Article:
□ □ □ □ □ □ □

Manipulation de l’opinion publique ?

On ne va pas se mentir, on subit un petit pressing. Genre, le pressing où tu te demandes si c’est normal ce qui se passe. Tu es confus, ton opinion n’est pas forcément claire parce que, vivant à Libreville, tu vois ces affiches partout. Tu n’as même pas le temps de réfléchir à ça que déjà, quand tu te connectes sur TikTok, les gens sont en live pour en débattre. C’est abusé. Tous les vrais/faux leaders d’opinion ont quelque chose à dire. Certains mettent même leurs postes en jeu au nom de la liberté d’expression, d’autres s’invitent dans des plateaux TV ou écrivent des grands mots pour ne (presque) rien dire.

□ □ □ □ □ □ □

Données:
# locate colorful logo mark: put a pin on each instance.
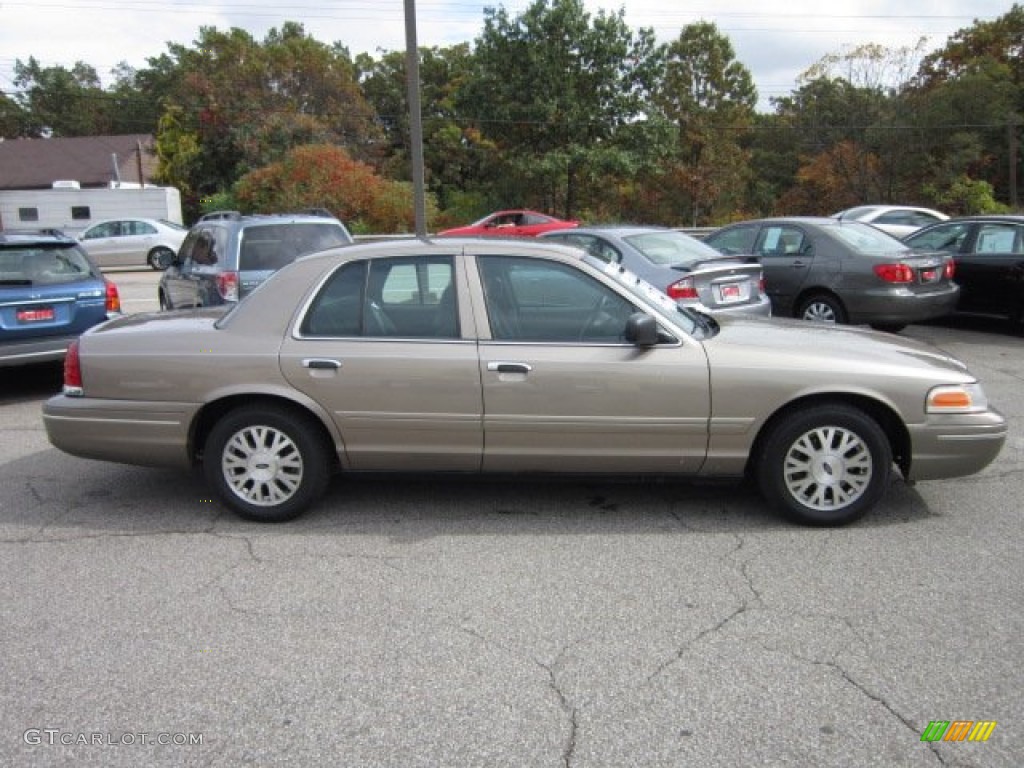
(958, 730)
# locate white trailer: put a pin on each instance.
(71, 209)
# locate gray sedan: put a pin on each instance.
(488, 355)
(682, 266)
(843, 271)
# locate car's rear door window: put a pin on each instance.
(399, 297)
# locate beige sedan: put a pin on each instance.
(484, 355)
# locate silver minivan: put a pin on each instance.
(226, 255)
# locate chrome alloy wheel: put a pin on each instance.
(262, 465)
(827, 468)
(822, 311)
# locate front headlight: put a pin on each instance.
(956, 398)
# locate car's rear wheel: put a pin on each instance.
(267, 464)
(160, 258)
(827, 465)
(821, 307)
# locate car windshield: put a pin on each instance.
(671, 248)
(688, 321)
(866, 239)
(855, 213)
(42, 265)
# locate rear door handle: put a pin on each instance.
(321, 364)
(509, 368)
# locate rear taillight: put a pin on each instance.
(227, 286)
(682, 289)
(113, 299)
(73, 371)
(894, 272)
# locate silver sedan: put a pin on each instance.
(485, 355)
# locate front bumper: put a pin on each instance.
(955, 445)
(126, 431)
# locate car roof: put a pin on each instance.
(1012, 217)
(451, 245)
(39, 237)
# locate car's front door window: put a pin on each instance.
(401, 297)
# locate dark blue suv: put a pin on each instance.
(50, 292)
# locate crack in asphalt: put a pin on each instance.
(569, 742)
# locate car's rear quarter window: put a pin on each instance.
(43, 266)
(271, 247)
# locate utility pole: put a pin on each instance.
(415, 118)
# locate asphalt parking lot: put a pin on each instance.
(433, 622)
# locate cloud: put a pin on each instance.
(775, 40)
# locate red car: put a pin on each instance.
(512, 223)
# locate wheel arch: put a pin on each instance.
(212, 412)
(890, 422)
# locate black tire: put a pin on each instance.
(827, 465)
(267, 464)
(821, 307)
(160, 258)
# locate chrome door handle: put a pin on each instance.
(321, 364)
(509, 368)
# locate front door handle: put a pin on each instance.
(321, 364)
(503, 367)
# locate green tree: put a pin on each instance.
(325, 176)
(711, 98)
(456, 157)
(556, 89)
(12, 119)
(62, 102)
(245, 103)
(970, 96)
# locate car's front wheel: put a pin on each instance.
(827, 465)
(268, 464)
(821, 307)
(160, 258)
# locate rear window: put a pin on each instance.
(43, 265)
(270, 247)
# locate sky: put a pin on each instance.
(776, 40)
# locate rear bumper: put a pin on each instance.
(955, 445)
(125, 431)
(759, 309)
(26, 352)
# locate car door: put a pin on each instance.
(990, 271)
(189, 281)
(402, 388)
(104, 244)
(786, 255)
(563, 391)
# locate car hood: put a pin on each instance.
(846, 352)
(164, 322)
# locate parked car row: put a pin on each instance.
(842, 269)
(50, 292)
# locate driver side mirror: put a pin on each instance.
(641, 330)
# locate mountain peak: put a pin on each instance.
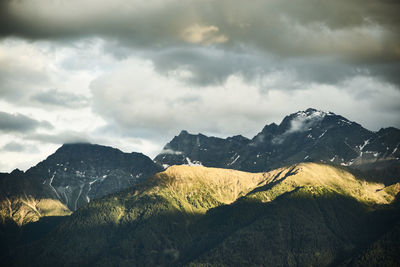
(312, 113)
(183, 133)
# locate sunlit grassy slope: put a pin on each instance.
(27, 209)
(304, 215)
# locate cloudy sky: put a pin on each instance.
(133, 73)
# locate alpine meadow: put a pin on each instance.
(199, 133)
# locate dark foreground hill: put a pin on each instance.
(303, 215)
(68, 179)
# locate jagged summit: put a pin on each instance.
(309, 135)
(79, 172)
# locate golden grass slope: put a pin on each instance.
(198, 188)
(27, 209)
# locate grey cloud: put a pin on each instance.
(62, 138)
(20, 123)
(18, 147)
(57, 98)
(280, 26)
(343, 32)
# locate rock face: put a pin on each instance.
(304, 136)
(78, 173)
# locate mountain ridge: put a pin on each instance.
(309, 135)
(158, 223)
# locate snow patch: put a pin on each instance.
(171, 152)
(238, 156)
(322, 134)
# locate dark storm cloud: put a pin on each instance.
(57, 98)
(19, 123)
(18, 147)
(214, 39)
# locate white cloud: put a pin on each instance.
(205, 35)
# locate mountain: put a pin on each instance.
(70, 178)
(301, 215)
(304, 136)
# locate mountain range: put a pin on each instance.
(305, 136)
(317, 189)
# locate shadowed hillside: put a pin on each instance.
(307, 214)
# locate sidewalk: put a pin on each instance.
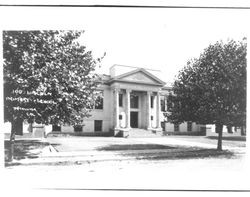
(89, 150)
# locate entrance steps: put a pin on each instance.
(134, 132)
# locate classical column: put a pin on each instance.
(149, 110)
(128, 108)
(158, 110)
(116, 99)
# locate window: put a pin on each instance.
(163, 126)
(120, 100)
(56, 128)
(134, 101)
(98, 125)
(152, 101)
(78, 128)
(163, 103)
(189, 126)
(99, 100)
(176, 127)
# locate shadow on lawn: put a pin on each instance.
(23, 149)
(161, 152)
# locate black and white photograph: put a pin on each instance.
(124, 97)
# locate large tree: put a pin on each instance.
(48, 78)
(212, 88)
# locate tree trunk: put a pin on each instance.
(243, 131)
(219, 129)
(229, 129)
(12, 142)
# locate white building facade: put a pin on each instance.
(131, 98)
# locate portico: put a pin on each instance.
(136, 102)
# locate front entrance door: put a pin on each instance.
(134, 119)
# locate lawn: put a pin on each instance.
(25, 148)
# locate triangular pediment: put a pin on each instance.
(140, 76)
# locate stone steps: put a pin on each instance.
(143, 133)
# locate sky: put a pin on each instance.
(158, 38)
(162, 39)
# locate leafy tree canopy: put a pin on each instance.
(212, 88)
(48, 77)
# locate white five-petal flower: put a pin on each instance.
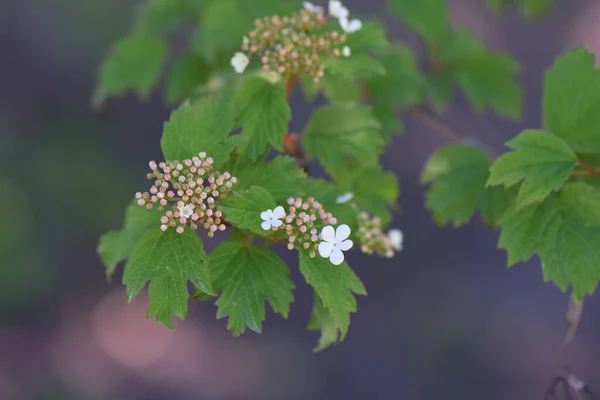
(272, 218)
(312, 8)
(239, 62)
(337, 9)
(346, 197)
(350, 26)
(396, 237)
(185, 211)
(334, 243)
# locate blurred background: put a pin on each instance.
(444, 319)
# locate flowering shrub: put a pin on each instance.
(241, 170)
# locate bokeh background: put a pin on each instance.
(445, 319)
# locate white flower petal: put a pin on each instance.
(346, 197)
(328, 234)
(325, 249)
(239, 62)
(396, 237)
(342, 233)
(345, 245)
(266, 225)
(337, 9)
(312, 8)
(278, 212)
(350, 26)
(336, 257)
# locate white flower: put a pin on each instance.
(185, 211)
(337, 9)
(346, 197)
(396, 237)
(334, 243)
(312, 8)
(239, 62)
(272, 218)
(350, 26)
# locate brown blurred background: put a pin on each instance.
(445, 319)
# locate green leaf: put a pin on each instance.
(187, 72)
(564, 231)
(213, 35)
(134, 63)
(247, 276)
(160, 16)
(244, 208)
(116, 246)
(349, 128)
(356, 66)
(321, 320)
(168, 259)
(458, 174)
(429, 18)
(495, 202)
(334, 284)
(544, 161)
(201, 126)
(280, 177)
(263, 113)
(488, 79)
(572, 100)
(403, 82)
(374, 190)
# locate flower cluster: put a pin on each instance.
(374, 240)
(301, 222)
(186, 193)
(289, 45)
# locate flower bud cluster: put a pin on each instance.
(289, 45)
(187, 193)
(302, 223)
(372, 238)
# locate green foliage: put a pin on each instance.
(168, 260)
(243, 209)
(116, 246)
(334, 284)
(542, 159)
(201, 126)
(187, 72)
(246, 277)
(572, 100)
(279, 176)
(529, 8)
(486, 77)
(458, 174)
(564, 231)
(543, 194)
(351, 129)
(134, 63)
(263, 113)
(321, 320)
(429, 18)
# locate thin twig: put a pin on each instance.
(433, 119)
(573, 387)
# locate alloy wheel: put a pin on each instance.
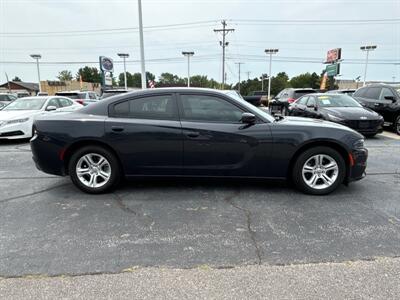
(320, 171)
(93, 170)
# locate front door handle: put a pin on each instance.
(117, 128)
(192, 134)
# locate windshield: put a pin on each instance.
(73, 95)
(26, 104)
(337, 100)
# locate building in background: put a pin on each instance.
(20, 86)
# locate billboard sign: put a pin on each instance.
(333, 69)
(334, 55)
(106, 64)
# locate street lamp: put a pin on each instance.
(124, 57)
(270, 52)
(367, 49)
(37, 57)
(188, 54)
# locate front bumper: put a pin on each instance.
(357, 170)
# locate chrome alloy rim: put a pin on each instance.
(320, 171)
(93, 170)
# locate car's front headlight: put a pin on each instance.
(334, 118)
(17, 121)
(359, 144)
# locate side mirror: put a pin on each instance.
(248, 118)
(51, 108)
(390, 98)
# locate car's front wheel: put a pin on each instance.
(94, 169)
(319, 171)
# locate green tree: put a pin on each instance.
(89, 74)
(64, 75)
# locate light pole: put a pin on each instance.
(367, 49)
(144, 84)
(239, 64)
(37, 57)
(270, 52)
(124, 57)
(188, 54)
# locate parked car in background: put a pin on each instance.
(349, 92)
(340, 109)
(384, 99)
(6, 98)
(23, 94)
(16, 119)
(82, 97)
(194, 133)
(280, 103)
(257, 98)
(112, 92)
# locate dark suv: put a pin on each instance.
(281, 102)
(384, 99)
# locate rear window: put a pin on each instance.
(298, 94)
(73, 95)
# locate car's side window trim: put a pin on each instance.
(175, 117)
(181, 115)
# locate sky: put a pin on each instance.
(70, 34)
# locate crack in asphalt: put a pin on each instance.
(229, 200)
(34, 193)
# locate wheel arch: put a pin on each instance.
(84, 143)
(318, 143)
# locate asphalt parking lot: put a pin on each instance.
(48, 227)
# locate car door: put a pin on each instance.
(147, 134)
(217, 143)
(387, 105)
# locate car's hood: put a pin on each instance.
(351, 113)
(299, 121)
(14, 114)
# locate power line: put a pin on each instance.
(223, 44)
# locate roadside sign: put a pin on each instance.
(333, 69)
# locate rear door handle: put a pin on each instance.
(117, 128)
(192, 134)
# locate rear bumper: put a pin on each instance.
(47, 156)
(357, 170)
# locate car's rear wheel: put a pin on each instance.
(397, 125)
(94, 169)
(319, 171)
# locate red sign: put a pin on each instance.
(334, 55)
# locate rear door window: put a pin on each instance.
(161, 107)
(373, 93)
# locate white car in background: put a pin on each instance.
(16, 119)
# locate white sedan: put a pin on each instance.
(16, 119)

□ □ □ □ □ □ □

Consignes:
1 – Modifiez le passage de l'article compris entre « On ne va pas » et « (presque) rien dire. », inclus, en remplaçant « affiches » par « banderoles ».
2 – Traduisez en anglais cette phrase de l'article : « Tous les vrais/faux leaders d’opinion ont quelque chose à dire. »
3 – D'après l'article, les affirmations suivantes sont-elles exactes ? Répondez par oui ou non, en citant les mots du texte qui permettent de trancher.
(a) Des gens débattent en direct sur TikTok.
(b) L'opinion de celui qui vit à Libreville est tout à fait claire.
(c) Certains se rendent sur des plateaux de télévision.
Les données ne jouent aucun rôle ici.

Corrigés:
1 –
On ne va pas se mentir, on subit un petit pressing. Genre, le pressing où tu te demandes si c’est normal ce qui se passe. Tu es confus, ton opinion n’est pas forcément claire parce que, vivant à Libreville, tu vois ces banderoles partout. Tu n’as même pas le temps de réfléchir à ça que déjà, quand tu te connectes sur TikTok, les gens sont en live pour en débattre. C’est abusé. Tous les vrais/faux leaders d’opinion ont quelque chose à dire. Certains mettent même leurs postes en jeu au nom de la liberté d’expression, d’autres s’invitent dans des plateaux TV ou écrivent des grands mots pour ne (presque) rien dire.

2 – All the real/fake opinion leaders have something to say.

3 –
(a) Oui : « quand tu te connectes sur TikTok, les gens sont en live pour en débattre ».
(b) Non : « ton opinion n’est pas forcément claire ».
(c) Oui : « d’autres s’invitent dans des plateaux TV ».